On retrouve également des sociétés plus matures qui tirent parti des deep tech et qui sont en passe de devenir des licornes (ex. en France : Actility, Cedexis et Sigfox). Ce nouveau potentiel économique se situe au croisement de l’industrie, des nouvelles technologies et des sciences et représente une opportunité unique pour l'Europe. Selon John Chambers, patron de Cisco, la France serait même "the next big thing".
Une nouvelle révolution numérique, orientée B2B
Si les plus grands succès dans les dix dernières années ont été dans le domaine B2C, actuellement nous passons de l'ère de l'Internet grand public à l'Internet industriel (majoritairement B2B). Compte tenu de sa forte base industrielle, l'Europe pourrait donc bénéficier de cette nouvelle vague d'innovations et créer quelque chose d'unique. Nous disposons d'atouts culturels, humains, financiers, économiques et scientifiques pour réussir dans cette nouvelle économie, mais il reste toutefois de nombreux efforts à accomplir.

:::

CONSIGNE :: Recopiez fidèlement le passage de l'extrait sur les deep tech qui commence par « Une nouvelle révolution » et se poursuit jusqu'à « efforts à accomplir. ».

:::

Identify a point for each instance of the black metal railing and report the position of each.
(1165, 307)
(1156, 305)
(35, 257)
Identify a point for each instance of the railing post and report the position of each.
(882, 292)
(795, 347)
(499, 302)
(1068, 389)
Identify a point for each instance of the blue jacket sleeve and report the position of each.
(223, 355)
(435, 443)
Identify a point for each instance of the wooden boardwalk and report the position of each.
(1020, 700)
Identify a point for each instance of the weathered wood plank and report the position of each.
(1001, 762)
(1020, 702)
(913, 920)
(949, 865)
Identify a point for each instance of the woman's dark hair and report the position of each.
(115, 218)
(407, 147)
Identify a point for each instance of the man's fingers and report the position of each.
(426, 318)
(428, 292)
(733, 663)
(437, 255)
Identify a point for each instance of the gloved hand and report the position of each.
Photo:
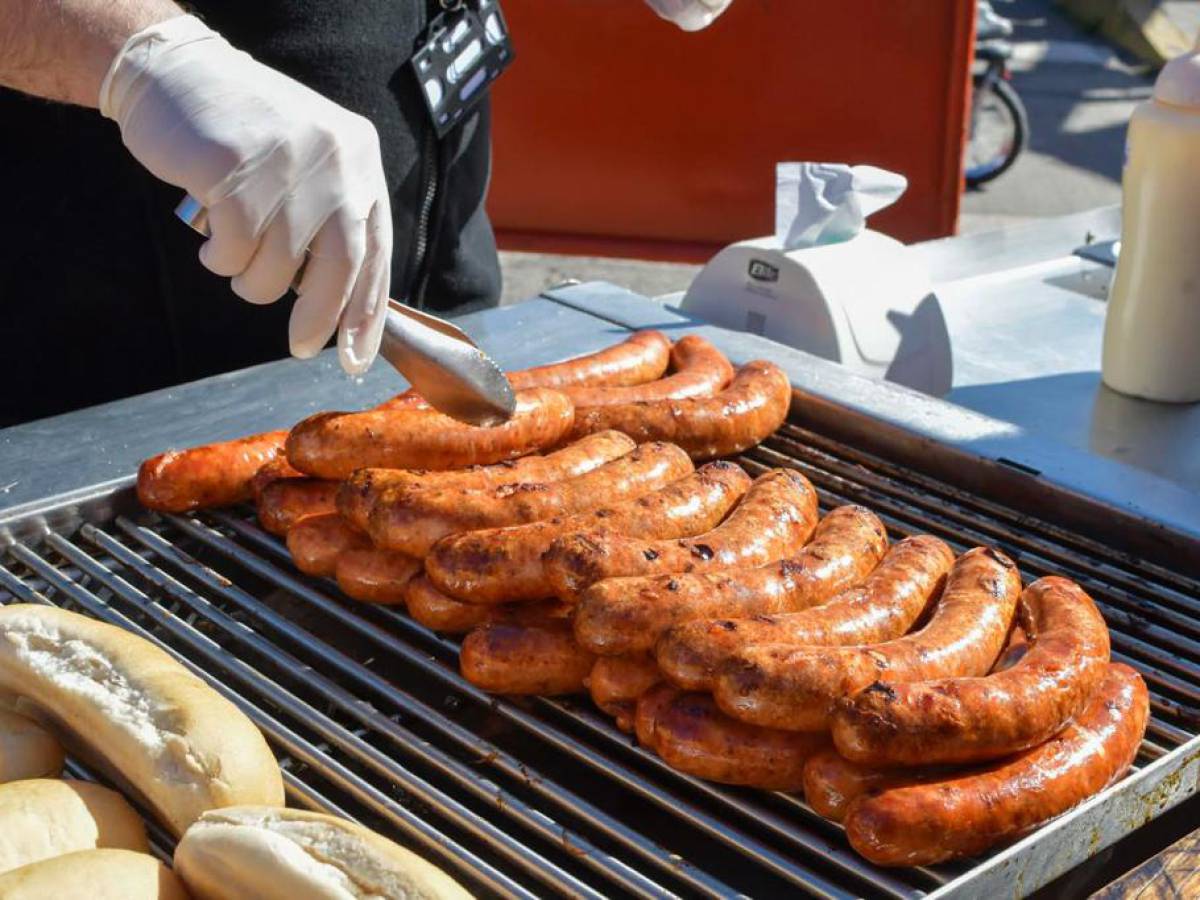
(280, 167)
(689, 15)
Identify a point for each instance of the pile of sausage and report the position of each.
(925, 701)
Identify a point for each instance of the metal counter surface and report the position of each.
(82, 449)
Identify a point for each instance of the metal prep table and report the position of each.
(545, 797)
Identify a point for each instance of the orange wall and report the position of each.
(616, 133)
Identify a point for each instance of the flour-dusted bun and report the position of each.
(45, 817)
(94, 875)
(27, 749)
(130, 709)
(286, 853)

:::

RÉPONSE ::
Une nouvelle révolution numérique, orientée B2B
Si les plus grands succès dans les dix dernières années ont été dans le domaine B2C, actuellement nous passons de l'ère de l'Internet grand public à l'Internet industriel (majoritairement B2B). Compte tenu de sa forte base industrielle, l'Europe pourrait donc bénéficier de cette nouvelle vague d'innovations et créer quelque chose d'unique. Nous disposons d'atouts culturels, humains, financiers, économiques et scientifiques pour réussir dans cette nouvelle économie, mais il reste toutefois de nombreux efforts à accomplir.